RECORDS FOR THE EXERCISE ::
╭──

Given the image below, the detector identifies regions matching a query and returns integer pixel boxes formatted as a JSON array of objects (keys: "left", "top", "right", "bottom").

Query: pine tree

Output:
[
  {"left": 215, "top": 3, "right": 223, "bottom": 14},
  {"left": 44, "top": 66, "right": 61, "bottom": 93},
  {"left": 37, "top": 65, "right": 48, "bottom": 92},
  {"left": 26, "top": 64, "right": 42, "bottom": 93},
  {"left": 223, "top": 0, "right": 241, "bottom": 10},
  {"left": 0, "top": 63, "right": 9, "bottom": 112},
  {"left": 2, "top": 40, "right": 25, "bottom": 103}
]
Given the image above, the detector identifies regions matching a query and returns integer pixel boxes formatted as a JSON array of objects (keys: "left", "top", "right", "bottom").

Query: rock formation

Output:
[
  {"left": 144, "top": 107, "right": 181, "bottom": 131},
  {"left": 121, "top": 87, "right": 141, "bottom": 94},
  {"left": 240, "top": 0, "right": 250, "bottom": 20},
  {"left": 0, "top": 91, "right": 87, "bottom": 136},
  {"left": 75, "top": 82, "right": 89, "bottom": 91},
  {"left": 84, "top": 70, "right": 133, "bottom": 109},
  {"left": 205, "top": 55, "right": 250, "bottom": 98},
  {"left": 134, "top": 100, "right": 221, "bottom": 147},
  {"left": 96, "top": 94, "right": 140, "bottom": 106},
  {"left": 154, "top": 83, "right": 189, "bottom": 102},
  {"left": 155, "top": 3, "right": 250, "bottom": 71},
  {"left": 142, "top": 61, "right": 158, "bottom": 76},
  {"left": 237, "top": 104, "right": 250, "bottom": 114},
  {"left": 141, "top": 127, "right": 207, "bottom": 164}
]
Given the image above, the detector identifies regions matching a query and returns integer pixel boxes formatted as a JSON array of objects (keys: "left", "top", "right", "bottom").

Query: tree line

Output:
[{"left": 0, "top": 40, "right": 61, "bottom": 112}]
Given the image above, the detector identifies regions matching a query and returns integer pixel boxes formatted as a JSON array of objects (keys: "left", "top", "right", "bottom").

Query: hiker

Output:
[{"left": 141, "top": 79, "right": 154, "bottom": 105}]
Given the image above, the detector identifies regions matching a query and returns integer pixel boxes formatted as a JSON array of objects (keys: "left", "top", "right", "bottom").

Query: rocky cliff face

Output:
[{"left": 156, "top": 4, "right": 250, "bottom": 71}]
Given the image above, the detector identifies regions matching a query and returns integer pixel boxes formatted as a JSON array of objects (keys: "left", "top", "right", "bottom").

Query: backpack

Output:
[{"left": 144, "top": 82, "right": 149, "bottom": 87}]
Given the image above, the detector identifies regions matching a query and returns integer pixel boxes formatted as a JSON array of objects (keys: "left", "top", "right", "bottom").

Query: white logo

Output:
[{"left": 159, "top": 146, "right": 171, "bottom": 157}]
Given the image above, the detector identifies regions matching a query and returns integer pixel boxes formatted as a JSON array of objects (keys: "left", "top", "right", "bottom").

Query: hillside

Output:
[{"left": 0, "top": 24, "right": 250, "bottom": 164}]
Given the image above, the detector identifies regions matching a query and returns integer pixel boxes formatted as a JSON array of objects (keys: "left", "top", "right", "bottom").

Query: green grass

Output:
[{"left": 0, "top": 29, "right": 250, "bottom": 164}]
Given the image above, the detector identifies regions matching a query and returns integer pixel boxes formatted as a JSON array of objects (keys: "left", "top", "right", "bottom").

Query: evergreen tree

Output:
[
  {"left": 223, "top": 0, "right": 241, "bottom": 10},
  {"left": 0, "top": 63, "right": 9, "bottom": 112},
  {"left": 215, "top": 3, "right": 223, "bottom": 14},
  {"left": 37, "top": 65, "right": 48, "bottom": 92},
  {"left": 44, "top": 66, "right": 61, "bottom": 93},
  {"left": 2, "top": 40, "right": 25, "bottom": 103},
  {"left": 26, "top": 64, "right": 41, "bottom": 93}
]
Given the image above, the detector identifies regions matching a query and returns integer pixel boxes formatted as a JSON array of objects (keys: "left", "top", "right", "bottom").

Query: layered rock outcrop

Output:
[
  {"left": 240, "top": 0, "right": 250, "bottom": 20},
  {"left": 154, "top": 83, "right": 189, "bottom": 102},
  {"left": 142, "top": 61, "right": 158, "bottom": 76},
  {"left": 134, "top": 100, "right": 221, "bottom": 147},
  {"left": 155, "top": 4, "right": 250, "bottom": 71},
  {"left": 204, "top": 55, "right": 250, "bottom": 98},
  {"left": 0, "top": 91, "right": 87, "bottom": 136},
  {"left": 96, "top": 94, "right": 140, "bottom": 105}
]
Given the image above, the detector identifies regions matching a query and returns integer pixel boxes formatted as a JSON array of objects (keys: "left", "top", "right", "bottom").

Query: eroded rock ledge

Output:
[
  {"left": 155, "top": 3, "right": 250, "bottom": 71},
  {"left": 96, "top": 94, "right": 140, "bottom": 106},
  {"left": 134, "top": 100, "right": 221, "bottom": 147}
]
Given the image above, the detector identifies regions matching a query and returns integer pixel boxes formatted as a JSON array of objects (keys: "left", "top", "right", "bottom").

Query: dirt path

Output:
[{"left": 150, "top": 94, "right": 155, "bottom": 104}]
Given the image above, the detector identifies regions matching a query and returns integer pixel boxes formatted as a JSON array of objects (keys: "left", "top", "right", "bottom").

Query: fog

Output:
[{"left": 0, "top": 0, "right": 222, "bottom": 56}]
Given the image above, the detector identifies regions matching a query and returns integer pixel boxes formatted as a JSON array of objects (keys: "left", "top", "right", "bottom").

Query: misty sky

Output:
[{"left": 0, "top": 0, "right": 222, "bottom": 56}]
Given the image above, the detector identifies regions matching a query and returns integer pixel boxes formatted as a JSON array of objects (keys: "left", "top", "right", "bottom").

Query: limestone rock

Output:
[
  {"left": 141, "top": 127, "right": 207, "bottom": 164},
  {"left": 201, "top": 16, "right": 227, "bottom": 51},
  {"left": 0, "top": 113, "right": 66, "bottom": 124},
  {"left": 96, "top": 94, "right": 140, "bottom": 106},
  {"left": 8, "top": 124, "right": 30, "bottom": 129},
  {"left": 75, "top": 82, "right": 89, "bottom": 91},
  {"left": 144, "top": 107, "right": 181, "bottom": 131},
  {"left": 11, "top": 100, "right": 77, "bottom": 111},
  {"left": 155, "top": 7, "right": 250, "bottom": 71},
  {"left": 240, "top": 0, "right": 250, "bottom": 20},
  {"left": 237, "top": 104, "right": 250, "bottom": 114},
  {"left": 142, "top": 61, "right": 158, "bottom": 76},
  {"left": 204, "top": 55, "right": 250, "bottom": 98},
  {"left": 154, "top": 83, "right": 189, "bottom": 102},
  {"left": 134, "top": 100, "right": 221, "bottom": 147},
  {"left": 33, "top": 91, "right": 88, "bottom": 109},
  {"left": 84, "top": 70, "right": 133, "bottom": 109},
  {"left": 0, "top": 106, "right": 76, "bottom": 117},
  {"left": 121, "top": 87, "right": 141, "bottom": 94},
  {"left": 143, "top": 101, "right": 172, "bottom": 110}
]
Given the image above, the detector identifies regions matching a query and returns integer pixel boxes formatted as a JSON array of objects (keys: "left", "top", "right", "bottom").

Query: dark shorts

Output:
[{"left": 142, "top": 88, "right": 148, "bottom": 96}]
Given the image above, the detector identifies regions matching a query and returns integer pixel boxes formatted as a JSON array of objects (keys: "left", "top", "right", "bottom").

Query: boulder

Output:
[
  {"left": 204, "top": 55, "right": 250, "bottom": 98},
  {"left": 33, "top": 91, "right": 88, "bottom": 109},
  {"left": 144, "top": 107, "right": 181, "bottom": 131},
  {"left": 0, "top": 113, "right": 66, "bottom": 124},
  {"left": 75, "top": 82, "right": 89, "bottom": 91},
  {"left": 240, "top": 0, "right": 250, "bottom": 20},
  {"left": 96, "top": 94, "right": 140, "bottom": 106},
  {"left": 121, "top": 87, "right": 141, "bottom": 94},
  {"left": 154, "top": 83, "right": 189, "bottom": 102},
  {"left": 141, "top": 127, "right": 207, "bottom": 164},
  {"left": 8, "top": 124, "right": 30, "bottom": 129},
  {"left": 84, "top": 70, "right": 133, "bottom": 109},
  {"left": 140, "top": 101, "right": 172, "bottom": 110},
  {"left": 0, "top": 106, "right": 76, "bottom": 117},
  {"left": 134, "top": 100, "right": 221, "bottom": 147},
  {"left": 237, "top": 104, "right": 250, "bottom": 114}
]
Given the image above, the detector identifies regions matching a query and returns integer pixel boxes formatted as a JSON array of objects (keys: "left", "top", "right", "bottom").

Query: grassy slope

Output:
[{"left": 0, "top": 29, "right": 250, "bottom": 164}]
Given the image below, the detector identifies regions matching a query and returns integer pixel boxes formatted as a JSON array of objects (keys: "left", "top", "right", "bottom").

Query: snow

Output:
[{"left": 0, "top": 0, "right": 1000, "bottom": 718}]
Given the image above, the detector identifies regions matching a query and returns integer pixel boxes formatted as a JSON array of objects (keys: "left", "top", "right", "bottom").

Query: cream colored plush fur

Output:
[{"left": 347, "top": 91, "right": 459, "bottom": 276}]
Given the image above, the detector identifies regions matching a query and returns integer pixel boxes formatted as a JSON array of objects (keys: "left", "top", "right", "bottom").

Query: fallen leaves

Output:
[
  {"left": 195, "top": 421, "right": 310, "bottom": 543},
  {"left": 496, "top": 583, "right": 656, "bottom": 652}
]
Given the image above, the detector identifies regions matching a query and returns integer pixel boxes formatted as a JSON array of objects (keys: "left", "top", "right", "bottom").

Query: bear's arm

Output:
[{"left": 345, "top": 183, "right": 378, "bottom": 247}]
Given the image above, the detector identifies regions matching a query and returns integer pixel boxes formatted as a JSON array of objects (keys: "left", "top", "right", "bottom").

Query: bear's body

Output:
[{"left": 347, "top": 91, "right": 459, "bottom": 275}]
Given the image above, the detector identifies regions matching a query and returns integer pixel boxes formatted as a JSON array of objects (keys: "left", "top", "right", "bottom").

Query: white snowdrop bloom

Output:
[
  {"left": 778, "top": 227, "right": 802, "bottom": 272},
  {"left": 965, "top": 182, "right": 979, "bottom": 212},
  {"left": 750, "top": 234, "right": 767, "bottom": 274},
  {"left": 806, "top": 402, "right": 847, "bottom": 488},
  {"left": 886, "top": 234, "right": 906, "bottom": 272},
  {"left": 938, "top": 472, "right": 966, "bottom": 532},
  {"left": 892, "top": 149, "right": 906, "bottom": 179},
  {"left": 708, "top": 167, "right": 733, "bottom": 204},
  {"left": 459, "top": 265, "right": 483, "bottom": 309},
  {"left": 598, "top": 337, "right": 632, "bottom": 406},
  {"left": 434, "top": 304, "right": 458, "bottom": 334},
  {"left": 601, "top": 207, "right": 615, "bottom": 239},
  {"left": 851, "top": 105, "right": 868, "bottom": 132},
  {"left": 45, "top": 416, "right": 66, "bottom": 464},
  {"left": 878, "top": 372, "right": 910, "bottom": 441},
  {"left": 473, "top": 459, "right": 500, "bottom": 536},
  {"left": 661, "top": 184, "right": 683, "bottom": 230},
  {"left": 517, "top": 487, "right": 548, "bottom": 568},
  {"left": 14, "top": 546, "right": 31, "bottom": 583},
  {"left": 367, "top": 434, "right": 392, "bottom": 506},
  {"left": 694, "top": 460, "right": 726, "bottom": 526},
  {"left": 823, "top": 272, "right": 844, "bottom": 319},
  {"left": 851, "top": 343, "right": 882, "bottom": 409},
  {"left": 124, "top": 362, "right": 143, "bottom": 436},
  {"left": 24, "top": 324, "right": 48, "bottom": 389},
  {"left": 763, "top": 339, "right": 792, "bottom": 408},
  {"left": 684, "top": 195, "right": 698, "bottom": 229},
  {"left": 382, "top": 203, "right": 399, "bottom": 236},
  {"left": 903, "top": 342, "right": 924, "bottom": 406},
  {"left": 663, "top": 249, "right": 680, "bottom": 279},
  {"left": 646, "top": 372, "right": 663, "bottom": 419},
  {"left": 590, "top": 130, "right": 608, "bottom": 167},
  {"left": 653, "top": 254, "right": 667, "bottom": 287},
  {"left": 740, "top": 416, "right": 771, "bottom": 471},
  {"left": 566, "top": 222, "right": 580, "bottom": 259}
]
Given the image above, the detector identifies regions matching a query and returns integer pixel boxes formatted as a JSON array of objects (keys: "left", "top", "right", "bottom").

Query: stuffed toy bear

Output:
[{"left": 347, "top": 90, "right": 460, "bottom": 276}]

╰──

EXERCISE REQUIREMENTS :: Pick out every line in the rows above that contains the word "tree", and copy each one.

PROBLEM SOLUTION ::
Query: pine tree
Query: tree line
Query: evergreen tree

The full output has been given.